» Exercise requirements
Copy out every line below without alteration.

» Provided data
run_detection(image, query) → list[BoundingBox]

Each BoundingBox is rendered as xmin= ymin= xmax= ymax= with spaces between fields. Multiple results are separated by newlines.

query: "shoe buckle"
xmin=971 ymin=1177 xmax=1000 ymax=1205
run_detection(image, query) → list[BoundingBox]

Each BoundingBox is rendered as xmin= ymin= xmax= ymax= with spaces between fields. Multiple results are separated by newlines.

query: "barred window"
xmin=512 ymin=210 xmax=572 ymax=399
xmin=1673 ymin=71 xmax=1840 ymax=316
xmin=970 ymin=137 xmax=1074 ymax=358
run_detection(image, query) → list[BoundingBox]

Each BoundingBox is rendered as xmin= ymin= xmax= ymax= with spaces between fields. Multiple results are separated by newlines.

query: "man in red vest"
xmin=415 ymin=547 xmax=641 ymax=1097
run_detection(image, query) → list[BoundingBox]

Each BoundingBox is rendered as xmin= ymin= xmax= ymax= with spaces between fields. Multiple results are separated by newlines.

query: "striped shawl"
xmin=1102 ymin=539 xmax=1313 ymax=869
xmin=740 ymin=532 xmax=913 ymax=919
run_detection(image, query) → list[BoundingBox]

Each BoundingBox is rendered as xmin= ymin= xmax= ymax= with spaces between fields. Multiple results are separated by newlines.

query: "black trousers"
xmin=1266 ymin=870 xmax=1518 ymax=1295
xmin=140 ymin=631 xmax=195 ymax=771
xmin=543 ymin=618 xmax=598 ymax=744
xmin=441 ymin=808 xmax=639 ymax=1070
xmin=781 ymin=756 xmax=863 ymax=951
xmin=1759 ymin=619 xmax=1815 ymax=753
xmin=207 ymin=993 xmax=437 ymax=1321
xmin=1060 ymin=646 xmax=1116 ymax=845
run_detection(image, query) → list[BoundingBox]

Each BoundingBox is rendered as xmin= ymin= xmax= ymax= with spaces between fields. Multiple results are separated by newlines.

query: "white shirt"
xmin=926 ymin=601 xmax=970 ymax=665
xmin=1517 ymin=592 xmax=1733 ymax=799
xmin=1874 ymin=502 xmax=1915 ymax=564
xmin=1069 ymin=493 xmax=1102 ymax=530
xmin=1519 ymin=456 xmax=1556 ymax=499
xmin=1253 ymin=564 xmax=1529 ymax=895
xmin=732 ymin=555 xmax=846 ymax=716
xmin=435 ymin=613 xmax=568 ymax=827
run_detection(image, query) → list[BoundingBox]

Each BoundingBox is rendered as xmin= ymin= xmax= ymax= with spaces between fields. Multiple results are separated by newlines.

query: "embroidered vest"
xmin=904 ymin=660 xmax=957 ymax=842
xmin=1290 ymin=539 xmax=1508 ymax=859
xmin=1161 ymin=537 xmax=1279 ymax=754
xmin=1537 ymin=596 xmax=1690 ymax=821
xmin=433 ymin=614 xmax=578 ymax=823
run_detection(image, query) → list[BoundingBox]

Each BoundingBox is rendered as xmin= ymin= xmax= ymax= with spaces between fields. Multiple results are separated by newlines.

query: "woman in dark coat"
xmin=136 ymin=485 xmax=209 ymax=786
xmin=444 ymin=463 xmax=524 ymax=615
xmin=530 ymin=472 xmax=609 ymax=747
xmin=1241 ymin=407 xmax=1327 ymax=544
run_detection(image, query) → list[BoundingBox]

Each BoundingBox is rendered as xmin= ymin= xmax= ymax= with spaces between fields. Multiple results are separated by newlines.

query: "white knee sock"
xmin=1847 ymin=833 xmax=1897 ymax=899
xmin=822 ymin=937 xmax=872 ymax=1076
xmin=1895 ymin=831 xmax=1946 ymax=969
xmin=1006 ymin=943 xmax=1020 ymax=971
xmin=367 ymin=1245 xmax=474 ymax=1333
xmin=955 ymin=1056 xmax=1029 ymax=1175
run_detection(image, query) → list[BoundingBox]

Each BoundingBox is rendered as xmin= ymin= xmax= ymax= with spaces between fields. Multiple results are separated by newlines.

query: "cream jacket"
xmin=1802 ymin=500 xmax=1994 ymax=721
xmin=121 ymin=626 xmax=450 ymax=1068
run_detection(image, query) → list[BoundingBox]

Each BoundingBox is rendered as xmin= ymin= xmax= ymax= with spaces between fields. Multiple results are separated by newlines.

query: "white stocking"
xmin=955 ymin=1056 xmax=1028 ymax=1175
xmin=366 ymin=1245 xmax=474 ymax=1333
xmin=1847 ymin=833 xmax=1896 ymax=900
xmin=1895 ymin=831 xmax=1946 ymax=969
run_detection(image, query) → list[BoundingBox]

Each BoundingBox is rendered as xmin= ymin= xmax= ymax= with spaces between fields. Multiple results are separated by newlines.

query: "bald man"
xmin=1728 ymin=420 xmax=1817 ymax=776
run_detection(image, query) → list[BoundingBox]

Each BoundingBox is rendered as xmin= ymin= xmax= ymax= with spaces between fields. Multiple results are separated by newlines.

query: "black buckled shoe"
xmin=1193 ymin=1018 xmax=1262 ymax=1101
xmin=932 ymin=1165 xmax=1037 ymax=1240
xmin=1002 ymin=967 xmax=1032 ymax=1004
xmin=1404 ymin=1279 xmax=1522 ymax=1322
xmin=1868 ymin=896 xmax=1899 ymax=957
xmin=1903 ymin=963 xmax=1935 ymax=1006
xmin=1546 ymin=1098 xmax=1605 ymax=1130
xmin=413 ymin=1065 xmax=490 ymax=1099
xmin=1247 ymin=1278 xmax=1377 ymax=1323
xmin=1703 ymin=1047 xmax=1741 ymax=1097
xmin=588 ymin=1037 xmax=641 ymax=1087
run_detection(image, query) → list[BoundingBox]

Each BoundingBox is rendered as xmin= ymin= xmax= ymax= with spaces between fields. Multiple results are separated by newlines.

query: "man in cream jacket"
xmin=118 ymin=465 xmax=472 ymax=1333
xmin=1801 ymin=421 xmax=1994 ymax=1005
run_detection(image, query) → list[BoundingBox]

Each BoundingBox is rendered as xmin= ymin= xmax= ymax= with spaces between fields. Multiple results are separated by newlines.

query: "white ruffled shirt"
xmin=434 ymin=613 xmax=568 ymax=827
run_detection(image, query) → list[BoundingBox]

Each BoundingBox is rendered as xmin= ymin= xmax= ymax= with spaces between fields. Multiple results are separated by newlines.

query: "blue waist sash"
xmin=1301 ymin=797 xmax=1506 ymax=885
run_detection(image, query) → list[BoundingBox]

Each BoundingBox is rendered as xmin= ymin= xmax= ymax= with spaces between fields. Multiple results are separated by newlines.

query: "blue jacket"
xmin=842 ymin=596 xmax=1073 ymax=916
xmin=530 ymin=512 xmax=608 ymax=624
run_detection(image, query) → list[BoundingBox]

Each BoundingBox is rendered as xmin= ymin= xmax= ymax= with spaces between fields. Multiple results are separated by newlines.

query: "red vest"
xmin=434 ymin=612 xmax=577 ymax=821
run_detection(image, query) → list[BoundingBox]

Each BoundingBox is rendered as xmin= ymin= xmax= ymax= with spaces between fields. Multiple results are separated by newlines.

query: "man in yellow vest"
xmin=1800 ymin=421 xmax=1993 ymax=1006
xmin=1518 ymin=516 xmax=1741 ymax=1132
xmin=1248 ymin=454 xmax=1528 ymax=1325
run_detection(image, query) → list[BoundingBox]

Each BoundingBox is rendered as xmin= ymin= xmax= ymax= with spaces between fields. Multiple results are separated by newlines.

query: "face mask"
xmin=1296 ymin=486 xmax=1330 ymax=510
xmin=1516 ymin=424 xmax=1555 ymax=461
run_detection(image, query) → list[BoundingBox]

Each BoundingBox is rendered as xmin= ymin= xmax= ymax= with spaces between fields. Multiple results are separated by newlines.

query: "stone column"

» Exercise answer
run_detection(image, query) → list[BoundingBox]

Each BoundingBox is rendered as xmin= ymin= xmax= ymax= with spaces between fields. Multiple results are separated by newlines.

query: "shoe buckle"
xmin=971 ymin=1177 xmax=1000 ymax=1205
run_detection(image, query) → list[BoundingBox]

Each BoundingBox is rendered as xmin= ymin= xmax= ymax= with spaces between fields. Multiple results are separated by newlines.

query: "barred window"
xmin=512 ymin=210 xmax=572 ymax=399
xmin=1673 ymin=71 xmax=1840 ymax=316
xmin=970 ymin=137 xmax=1074 ymax=358
run_detection(image, query) → list[BoundingBox]

Each BoundingBox is rendered as xmin= ymin= xmax= ymax= with spaces between fields. Multiple results are separated by newlines.

query: "man in red vest"
xmin=415 ymin=547 xmax=641 ymax=1097
run_detection(image, query) → list[BoundingBox]

Each BoundingBox is rendered as xmin= ymin= xmax= ymax= with spaces between fields. Multiple results are separated by newlines.

query: "striped shawl"
xmin=1102 ymin=539 xmax=1313 ymax=869
xmin=740 ymin=532 xmax=913 ymax=919
run_detection(image, query) → list[BoundingBox]

Each BoundingBox is rendered as xmin= ymin= xmax= ymax= with spaces between fields. Multiple results are separated by newlines.

query: "black trousers"
xmin=1266 ymin=870 xmax=1518 ymax=1295
xmin=140 ymin=631 xmax=195 ymax=771
xmin=543 ymin=618 xmax=598 ymax=744
xmin=441 ymin=808 xmax=639 ymax=1070
xmin=781 ymin=756 xmax=863 ymax=951
xmin=1759 ymin=619 xmax=1815 ymax=753
xmin=207 ymin=993 xmax=437 ymax=1321
xmin=1060 ymin=646 xmax=1116 ymax=845
run_detection(image, query) → list[BoundingBox]

Each BoundingBox is rendered as xmin= ymin= xmax= ymax= with spaces between fields. Multiple results are separated by newlines.

query: "white shirt"
xmin=926 ymin=601 xmax=970 ymax=665
xmin=1517 ymin=592 xmax=1733 ymax=799
xmin=1874 ymin=502 xmax=1915 ymax=564
xmin=1069 ymin=493 xmax=1102 ymax=530
xmin=1519 ymin=456 xmax=1556 ymax=499
xmin=1253 ymin=564 xmax=1529 ymax=895
xmin=732 ymin=555 xmax=846 ymax=716
xmin=435 ymin=613 xmax=568 ymax=827
run_detection(image, query) → list[BoundingBox]

Each BoundingBox is rendered as xmin= ymin= xmax= ymax= with spaces between fields. Multiple results are separated by newlines.

query: "embroidered vest"
xmin=904 ymin=660 xmax=957 ymax=842
xmin=1290 ymin=539 xmax=1508 ymax=859
xmin=1161 ymin=537 xmax=1279 ymax=754
xmin=1537 ymin=596 xmax=1690 ymax=821
xmin=433 ymin=614 xmax=578 ymax=823
run_detection(image, query) → list[BoundingBox]

Each BoundingBox is rendered as xmin= ymin= xmax= ymax= with spaces between fields. Multiple results are separated by newlines.

query: "woman in dark coat"
xmin=136 ymin=485 xmax=209 ymax=786
xmin=444 ymin=463 xmax=524 ymax=615
xmin=530 ymin=472 xmax=609 ymax=747
xmin=1241 ymin=407 xmax=1327 ymax=544
run_detection(image, query) → list[BoundingBox]

Each BoundingBox is rendered as xmin= ymin= xmax= ymax= with spaces between fields. Multiple results are separated by newlines.

query: "white knee sock"
xmin=1847 ymin=833 xmax=1897 ymax=899
xmin=822 ymin=937 xmax=872 ymax=1076
xmin=1895 ymin=831 xmax=1946 ymax=969
xmin=1006 ymin=943 xmax=1020 ymax=971
xmin=367 ymin=1245 xmax=474 ymax=1333
xmin=955 ymin=1056 xmax=1029 ymax=1175
run_detection(image, query) → list[BoundingBox]

Each BoundingBox is rendered as xmin= ymin= xmax= ymax= with spaces between fields. Multiple results are separated by newlines.

query: "cream jacket"
xmin=1802 ymin=500 xmax=1994 ymax=721
xmin=121 ymin=626 xmax=450 ymax=1068
run_detection(image, query) → list[BoundingBox]

Each BoundingBox is rendered as xmin= ymin= xmax= ymax= with spaces between fields. Multiple results are separated by newlines.

query: "white stocking"
xmin=955 ymin=1056 xmax=1028 ymax=1175
xmin=366 ymin=1245 xmax=474 ymax=1333
xmin=1847 ymin=833 xmax=1896 ymax=900
xmin=1895 ymin=831 xmax=1946 ymax=969
run_detection(image, query) → list[BoundingBox]

Each BoundingBox is rendered as xmin= ymin= xmax= ymax= with spaces between fields. Multiple results are separated by newlines.

query: "bald man"
xmin=1728 ymin=420 xmax=1817 ymax=776
run_detection(image, query) → list[BoundingBox]

Each BoundingBox is rendered as xmin= ymin= xmax= ymax= with spaces between fields. Multiple results are separated by newlines.

query: "black buckled shoe"
xmin=1193 ymin=1018 xmax=1262 ymax=1101
xmin=932 ymin=1165 xmax=1037 ymax=1240
xmin=1002 ymin=967 xmax=1032 ymax=1004
xmin=1404 ymin=1279 xmax=1522 ymax=1322
xmin=1868 ymin=896 xmax=1899 ymax=957
xmin=1903 ymin=963 xmax=1935 ymax=1006
xmin=1546 ymin=1098 xmax=1605 ymax=1130
xmin=413 ymin=1065 xmax=490 ymax=1099
xmin=1247 ymin=1278 xmax=1377 ymax=1323
xmin=1703 ymin=1047 xmax=1741 ymax=1097
xmin=588 ymin=1037 xmax=641 ymax=1087
run_detection(image, query) → list[BoundingBox]

Each BoundingBox is rendered as xmin= ymin= xmax= ymax= with spaces between fields. Multiple results are separated by newlines.

query: "man in cream jacket"
xmin=118 ymin=465 xmax=472 ymax=1333
xmin=1801 ymin=421 xmax=1994 ymax=1005
run_detection(image, query) → list[BoundingBox]

Each BoundingBox is rendered as xmin= ymin= xmax= ymax= with spaces between fields. Multiple results are separated by newlines.

query: "white ruffled shirt"
xmin=434 ymin=613 xmax=568 ymax=827
run_detection(image, query) → list[BoundingBox]

Each BoundingBox is rendered as xmin= ymin= xmax= ymax= with spaces between fields. Multiple results are separated by newlines.

query: "blue waist sash"
xmin=1301 ymin=797 xmax=1506 ymax=885
run_detection(image, query) → list[BoundingBox]

Each BoundingBox is rendered as xmin= ymin= xmax= ymax= with spaces between fields. Multiple results are separated by newlines.

query: "blue jacket"
xmin=842 ymin=596 xmax=1073 ymax=916
xmin=530 ymin=512 xmax=608 ymax=624
run_detection(image, query) → list[BoundingBox]

Each BoundingBox is rendered as xmin= ymin= xmax= ymax= with spaces between fields. Multiple results are separated by newlines.

query: "red vest"
xmin=434 ymin=612 xmax=577 ymax=821
run_detection(image, query) → list[BoundingBox]

Each BoundingBox is rendered as xmin= ymin= xmax= ymax= with spaces between fields. Multiple results are separated by newlines.

query: "man in yellow vest"
xmin=1800 ymin=421 xmax=1993 ymax=1006
xmin=1518 ymin=516 xmax=1741 ymax=1132
xmin=1248 ymin=454 xmax=1528 ymax=1325
run_detection(image, query) → list[BoundingBox]

Each BoundingBox is rendered as xmin= ymin= xmax= ymax= with spaces between fields. Multiple results are separated by newlines.

query: "face mask"
xmin=1296 ymin=486 xmax=1330 ymax=510
xmin=1516 ymin=424 xmax=1555 ymax=461
run_detection(image, query) → list[BoundingBox]

Each BoundingBox is rendered as xmin= ymin= xmax= ymax= with spaces between fields. Multiple results are separated by newlines.

query: "stone column"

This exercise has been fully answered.